Everything from the line with "drop a point: the championship banner" to the end of the data should be restated word for word, and nothing before it.

Material to process:
[Begin]
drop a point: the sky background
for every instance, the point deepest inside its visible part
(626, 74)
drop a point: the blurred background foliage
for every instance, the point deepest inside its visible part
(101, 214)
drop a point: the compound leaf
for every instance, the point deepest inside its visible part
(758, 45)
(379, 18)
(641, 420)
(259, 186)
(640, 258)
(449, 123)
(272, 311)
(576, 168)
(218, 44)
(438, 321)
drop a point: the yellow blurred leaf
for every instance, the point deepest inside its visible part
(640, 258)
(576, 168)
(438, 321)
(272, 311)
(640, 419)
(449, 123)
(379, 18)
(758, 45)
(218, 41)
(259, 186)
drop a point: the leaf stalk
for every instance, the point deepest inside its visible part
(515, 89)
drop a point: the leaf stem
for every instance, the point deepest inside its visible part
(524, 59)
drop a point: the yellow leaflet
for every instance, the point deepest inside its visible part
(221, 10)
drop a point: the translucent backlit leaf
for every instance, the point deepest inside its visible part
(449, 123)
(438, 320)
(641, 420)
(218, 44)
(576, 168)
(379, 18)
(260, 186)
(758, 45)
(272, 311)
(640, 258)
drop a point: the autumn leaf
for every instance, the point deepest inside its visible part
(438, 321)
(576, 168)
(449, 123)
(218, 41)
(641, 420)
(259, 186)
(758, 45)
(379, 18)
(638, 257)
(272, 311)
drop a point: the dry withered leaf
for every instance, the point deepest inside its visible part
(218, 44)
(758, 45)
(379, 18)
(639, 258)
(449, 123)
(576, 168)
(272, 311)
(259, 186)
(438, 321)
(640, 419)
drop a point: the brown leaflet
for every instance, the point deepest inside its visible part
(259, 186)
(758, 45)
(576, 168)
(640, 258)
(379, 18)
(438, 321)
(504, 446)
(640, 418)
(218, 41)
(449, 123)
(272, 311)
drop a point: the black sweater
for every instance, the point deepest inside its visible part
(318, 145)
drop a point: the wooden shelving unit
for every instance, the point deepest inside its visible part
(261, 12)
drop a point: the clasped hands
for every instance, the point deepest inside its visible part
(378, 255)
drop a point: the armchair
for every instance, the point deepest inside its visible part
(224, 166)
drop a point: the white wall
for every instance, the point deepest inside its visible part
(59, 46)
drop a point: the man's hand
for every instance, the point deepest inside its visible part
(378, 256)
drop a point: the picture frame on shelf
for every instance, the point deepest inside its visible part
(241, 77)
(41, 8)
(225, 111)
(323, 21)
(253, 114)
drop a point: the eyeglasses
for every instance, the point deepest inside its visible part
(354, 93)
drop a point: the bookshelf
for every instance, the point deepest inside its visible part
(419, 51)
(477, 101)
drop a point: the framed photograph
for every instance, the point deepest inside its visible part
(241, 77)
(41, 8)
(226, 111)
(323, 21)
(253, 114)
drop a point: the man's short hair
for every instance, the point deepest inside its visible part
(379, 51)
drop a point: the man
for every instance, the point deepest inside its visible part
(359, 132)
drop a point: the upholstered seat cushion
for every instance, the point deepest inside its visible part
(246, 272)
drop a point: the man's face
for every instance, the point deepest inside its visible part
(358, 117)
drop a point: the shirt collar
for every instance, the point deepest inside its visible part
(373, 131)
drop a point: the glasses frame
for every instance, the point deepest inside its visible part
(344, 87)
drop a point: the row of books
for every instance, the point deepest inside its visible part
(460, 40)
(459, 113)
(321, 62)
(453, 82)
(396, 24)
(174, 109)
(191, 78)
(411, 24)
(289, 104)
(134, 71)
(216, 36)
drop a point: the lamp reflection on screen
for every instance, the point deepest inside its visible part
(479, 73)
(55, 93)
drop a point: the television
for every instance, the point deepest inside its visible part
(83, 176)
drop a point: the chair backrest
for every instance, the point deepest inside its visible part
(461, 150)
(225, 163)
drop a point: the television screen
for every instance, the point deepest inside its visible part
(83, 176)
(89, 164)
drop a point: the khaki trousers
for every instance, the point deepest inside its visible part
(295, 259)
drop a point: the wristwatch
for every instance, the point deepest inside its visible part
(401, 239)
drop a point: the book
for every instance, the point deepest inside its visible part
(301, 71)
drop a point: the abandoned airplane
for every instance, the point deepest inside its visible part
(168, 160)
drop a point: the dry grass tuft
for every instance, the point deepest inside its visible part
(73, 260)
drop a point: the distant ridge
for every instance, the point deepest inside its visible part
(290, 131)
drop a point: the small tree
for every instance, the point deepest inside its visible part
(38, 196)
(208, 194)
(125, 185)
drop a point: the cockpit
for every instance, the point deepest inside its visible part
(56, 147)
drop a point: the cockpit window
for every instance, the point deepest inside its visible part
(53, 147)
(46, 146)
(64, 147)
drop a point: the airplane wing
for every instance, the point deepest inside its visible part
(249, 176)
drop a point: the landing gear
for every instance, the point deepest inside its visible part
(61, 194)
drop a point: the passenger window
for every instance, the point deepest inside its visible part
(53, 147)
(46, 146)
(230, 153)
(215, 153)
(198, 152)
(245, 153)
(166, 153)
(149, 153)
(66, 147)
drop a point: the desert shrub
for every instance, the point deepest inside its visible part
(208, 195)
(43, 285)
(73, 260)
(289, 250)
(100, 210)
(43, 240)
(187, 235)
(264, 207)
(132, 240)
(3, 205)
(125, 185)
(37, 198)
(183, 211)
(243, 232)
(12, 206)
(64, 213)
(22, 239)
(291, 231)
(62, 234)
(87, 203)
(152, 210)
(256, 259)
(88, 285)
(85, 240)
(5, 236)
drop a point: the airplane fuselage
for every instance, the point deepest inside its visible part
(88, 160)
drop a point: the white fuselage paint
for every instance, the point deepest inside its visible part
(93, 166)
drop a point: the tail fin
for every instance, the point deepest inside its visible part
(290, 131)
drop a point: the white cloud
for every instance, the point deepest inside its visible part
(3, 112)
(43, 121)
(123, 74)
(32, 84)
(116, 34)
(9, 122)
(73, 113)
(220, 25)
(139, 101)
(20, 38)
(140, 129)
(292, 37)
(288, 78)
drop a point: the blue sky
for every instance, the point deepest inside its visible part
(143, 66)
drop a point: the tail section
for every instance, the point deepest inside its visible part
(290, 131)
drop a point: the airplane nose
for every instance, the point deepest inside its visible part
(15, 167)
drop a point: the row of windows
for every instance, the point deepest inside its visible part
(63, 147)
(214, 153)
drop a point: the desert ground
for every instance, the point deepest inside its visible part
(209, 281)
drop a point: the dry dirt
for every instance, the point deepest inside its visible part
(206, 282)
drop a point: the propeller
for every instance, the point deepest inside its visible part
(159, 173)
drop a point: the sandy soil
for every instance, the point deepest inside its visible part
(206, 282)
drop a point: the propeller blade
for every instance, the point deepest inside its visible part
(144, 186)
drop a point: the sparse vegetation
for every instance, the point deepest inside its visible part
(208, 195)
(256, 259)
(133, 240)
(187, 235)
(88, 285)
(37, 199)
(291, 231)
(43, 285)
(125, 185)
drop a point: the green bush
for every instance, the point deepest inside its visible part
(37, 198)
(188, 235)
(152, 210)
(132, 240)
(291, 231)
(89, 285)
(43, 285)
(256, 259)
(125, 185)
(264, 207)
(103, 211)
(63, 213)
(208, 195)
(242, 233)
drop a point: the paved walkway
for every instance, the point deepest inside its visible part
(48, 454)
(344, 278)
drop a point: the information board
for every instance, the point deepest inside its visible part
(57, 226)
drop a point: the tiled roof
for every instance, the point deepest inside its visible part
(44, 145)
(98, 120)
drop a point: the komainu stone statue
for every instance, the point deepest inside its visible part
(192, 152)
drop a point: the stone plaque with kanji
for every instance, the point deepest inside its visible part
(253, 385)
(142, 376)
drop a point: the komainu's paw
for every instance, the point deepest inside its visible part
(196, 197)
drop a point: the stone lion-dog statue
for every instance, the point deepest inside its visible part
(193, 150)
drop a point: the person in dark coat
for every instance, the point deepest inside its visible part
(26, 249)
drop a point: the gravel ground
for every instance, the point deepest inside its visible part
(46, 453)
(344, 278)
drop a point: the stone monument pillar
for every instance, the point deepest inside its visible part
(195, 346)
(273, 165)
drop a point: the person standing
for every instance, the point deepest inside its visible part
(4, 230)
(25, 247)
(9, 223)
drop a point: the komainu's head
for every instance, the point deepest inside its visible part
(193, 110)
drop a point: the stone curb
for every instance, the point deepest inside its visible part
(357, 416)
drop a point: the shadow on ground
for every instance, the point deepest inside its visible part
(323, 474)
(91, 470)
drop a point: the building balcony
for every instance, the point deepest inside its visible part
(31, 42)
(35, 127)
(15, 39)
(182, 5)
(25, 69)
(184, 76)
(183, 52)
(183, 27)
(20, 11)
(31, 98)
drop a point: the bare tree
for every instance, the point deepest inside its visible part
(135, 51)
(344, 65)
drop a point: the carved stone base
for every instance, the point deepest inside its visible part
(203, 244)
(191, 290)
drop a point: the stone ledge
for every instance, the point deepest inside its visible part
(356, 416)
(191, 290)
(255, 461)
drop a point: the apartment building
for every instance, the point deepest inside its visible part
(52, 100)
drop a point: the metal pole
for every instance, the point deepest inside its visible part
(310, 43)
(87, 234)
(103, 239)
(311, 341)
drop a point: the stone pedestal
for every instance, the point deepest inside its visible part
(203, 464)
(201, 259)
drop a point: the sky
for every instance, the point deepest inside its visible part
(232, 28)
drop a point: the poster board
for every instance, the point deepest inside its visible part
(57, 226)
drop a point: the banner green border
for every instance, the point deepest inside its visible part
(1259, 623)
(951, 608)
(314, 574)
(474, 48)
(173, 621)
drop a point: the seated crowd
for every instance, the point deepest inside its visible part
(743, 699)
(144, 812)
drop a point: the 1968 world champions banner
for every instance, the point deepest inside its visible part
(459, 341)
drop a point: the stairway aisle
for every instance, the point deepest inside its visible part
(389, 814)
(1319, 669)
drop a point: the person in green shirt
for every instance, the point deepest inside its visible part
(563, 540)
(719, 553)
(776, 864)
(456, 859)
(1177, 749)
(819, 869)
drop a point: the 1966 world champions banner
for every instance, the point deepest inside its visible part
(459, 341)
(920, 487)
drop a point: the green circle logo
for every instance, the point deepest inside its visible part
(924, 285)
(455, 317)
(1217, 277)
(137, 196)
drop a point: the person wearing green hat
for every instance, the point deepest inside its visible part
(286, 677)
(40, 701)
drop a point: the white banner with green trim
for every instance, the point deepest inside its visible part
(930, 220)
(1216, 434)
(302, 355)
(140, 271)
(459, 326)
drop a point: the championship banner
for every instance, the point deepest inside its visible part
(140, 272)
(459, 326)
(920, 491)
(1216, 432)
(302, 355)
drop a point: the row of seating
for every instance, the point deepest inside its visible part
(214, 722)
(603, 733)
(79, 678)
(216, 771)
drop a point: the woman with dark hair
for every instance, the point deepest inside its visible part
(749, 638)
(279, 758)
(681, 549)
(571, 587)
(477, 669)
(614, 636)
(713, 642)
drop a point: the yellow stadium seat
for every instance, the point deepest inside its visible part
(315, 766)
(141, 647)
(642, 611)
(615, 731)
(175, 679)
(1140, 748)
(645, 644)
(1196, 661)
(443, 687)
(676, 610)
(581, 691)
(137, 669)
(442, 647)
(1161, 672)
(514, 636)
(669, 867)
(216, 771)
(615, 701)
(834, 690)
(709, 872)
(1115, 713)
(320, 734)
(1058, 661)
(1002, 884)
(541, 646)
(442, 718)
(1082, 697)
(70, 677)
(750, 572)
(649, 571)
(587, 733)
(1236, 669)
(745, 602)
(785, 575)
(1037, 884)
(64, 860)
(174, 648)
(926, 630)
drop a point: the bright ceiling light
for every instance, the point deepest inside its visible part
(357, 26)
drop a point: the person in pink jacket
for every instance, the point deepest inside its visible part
[End]
Expected answer:
drop a point: the championship banner
for every instance, the point deepest inside its visible part
(140, 272)
(459, 326)
(920, 491)
(1216, 432)
(302, 355)
drop a point: the row of seating
for every instance, the point deepest inside its visible part
(214, 722)
(603, 733)
(79, 678)
(216, 771)
drop a point: the woman with dark hair
for every instance, the point deepest inside its visible part
(749, 638)
(279, 758)
(681, 549)
(571, 587)
(477, 669)
(614, 636)
(713, 642)
drop a point: the yellow stadium seat
for every instance, the point deepest inside its visible part
(315, 766)
(141, 647)
(642, 611)
(615, 731)
(175, 679)
(1140, 748)
(645, 644)
(1196, 661)
(443, 687)
(676, 610)
(581, 691)
(137, 669)
(442, 647)
(1161, 672)
(514, 636)
(669, 867)
(216, 771)
(615, 701)
(834, 690)
(709, 872)
(1115, 713)
(320, 734)
(1058, 661)
(1002, 884)
(541, 646)
(442, 718)
(1082, 697)
(70, 677)
(750, 572)
(649, 571)
(587, 733)
(1236, 669)
(745, 602)
(785, 575)
(1037, 884)
(64, 860)
(174, 648)
(926, 630)
drop a point: the bright ceiling light
for every instance, the point deepest inside its visible part
(357, 26)
drop a point: the person in pink jacket
for every instance, the point deepest inside its visible part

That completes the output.